## [TASK STATEMENT]
Copy out every one of the records below word for word, omitting the pictures.

## [Entries taken from a pointing dataset]
*****

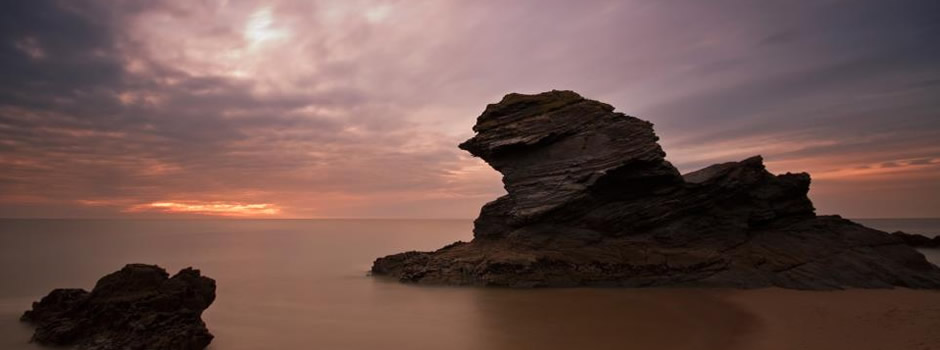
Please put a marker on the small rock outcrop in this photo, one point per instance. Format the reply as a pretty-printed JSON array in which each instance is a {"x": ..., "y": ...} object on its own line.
[
  {"x": 916, "y": 240},
  {"x": 591, "y": 201},
  {"x": 138, "y": 307}
]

*****

## [THE OUTPUT]
Please put a marker on the small rock outcrop in this photo, one point per instance. Format the reply as a pretty-printed JSON array in which each instance is a {"x": ..., "y": ...} object on its own line.
[
  {"x": 916, "y": 240},
  {"x": 591, "y": 201},
  {"x": 138, "y": 307}
]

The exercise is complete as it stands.